• _文档节选_
· · · · · · ·

Elasticsearch：Completion suggester - 实现 Search-As-You-Type

Posted 2021-05-21 Elastic 中国社区官方博客

tags:

篇首语：本文由小常识网(cha138.com)小编为大家整理，主要介绍了Elasticsearch：Completion suggester - 实现 Search-As-You-Type相关的知识，希望对你有一定的参考价值。

Completion suggester 提供自动完成/输入时搜索功能。这是一个导航功能，可以在用户键入内容时指导他们获得相关结果，从而提高搜索精度。它并不用于拼写纠正或诸如为 term 及 phrase 提供建议。对于 suggester，请你阅读我之前的文章：

理想情况下，自动完成功能应与用户键入的速度一样快，以提供与用户已经键入的内容相关的即时反馈。因此，completion suggester 已针对速度进行了优化。该建议使用的数据结构可实现快速查找，但构建成本很高，并且存储在内存中。它仅基于前缀工作。存储为特殊的数据结构在内存中以提高速度。

在今天的练习中，我将使用一个实例来展示如何使用 completion suggester。

例子

创建索引 mapping

我们首先来创建一个叫做 test 的索引：

PUT test
{
  "mappings": {
    "properties": {
      "name": {
        "type": "keyword"
      },
      "suggest": {
        "type": "completion"
      }
    }
  }
}

在上面，我们创建的 test 索引具有两个字段：name 及 suggest。这两个名字可以是任意的。

导入实验数据

我们执行如下的命令来导入一些使用数据：

POST test/_doc
{
  "name": "Pitch Fork",
  "suggest": ["Pitch", "Fork"]
}

POST test/_doc
{
  "name": "Spading Fork",
  "suggest": ["Spading", "Fork"]
}

POST test/_doc
{
  "name": "Fountain",
  "suggest": ["Fountain"]
}

这样我们就创建了三个文档。我们可以使用如下的命令来查询三个文档：

GET test/_search

接下来，我们使用 suggest 来继续搜索：

GET test/_search
{
  "suggest": {
    "completer": {
      "prefix": "fo",
      "completion": {
        "field": "suggest"
      }
    }
  }
}

在上面 completer 可以是任意我们喜欢的名字。我们搜索 prefix 是 fo 的所有文档。我们针对字段 suggest 来做 completion。上面的命令返回结果：

{
  "took" : 7,
  "timed_out" : false,
  "_shards" : {
    "total" : 1,
    "successful" : 1,
    "skipped" : 0,
    "failed" : 0
  },
  "hits" : {
    "total" : {
      "value" : 0,
      "relation" : "eq"
    },
    "max_score" : null,
    "hits" : [ ]
  },
  "suggest" : {
    "completer" : [
      {
        "text" : "fo",
        "offset" : 0,
        "length" : 2,
        "options" : [
          {
            "text" : "Fork",
            "_index" : "test",
            "_type" : "_doc",
            "_id" : "6WQfgnkBGKQL9OLXKyKE",
            "_score" : 1.0,
            "_source" : {
              "name" : "Pitch Fork",
              "suggest" : [
                "Pitch",
                "Fork"

· · · · · · ·

• _所给材料_

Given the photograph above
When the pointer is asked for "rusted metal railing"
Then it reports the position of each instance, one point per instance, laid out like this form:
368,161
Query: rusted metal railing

· · · · · · ·

• _操作说明_
#1 根据这篇关于 completion suggester 的文章，逐一判断下列说法是否与原文相符，回答“是”或“否”，并原样引用起决定作用的原文语句：(a) completion suggester 可用于拼写纠正；(b) 该功能所用的数据结构构建成本很高，且存储在内存中；(c) test 索引中两个字段的名字是固定的，不能随意更改。
#2 改写这篇关于 completion suggester 的文章，从“Posted 2021-05-21 Elastic”起，到“在今天的练习中，我将使用一个实例来展示如何使用 completion suggester。”为止（两处都包括在内），并将其中的“前缀”替换为“词头”。

• _各题答案_
#1
(a) 否——“它并不用于拼写纠正或诸如为 term 及 phrase 提供建议。”
(b) 是——“该建议使用的数据结构可实现快速查找，但构建成本很高，并且存储在内存中。”
(c) 否——“这两个名字可以是任意的。”

#2
Posted 2021-05-21 Elastic 中国社区官方博客

tags:

篇首语：本文由小常识网(cha138.com)小编为大家整理，主要介绍了Elasticsearch：Completion suggester - 实现 Search-As-You-Type相关的知识，希望对你有一定的参考价值。

Completion suggester 提供自动完成/输入时搜索功能。这是一个导航功能，可以在用户键入内容时指导他们获得相关结果，从而提高搜索精度。它并不用于拼写纠正或诸如为 term 及 phrase 提供建议。对于 suggester，请你阅读我之前的文章：

理想情况下，自动完成功能应与用户键入的速度一样快，以提供与用户已经键入的内容相关的即时反馈。因此，completion suggester 已针对速度进行了优化。该建议使用的数据结构可实现快速查找，但构建成本很高，并且存储在内存中。它仅基于词头工作。存储为特殊的数据结构在内存中以提高速度。

在今天的练习中，我将使用一个实例来展示如何使用 completion suggester。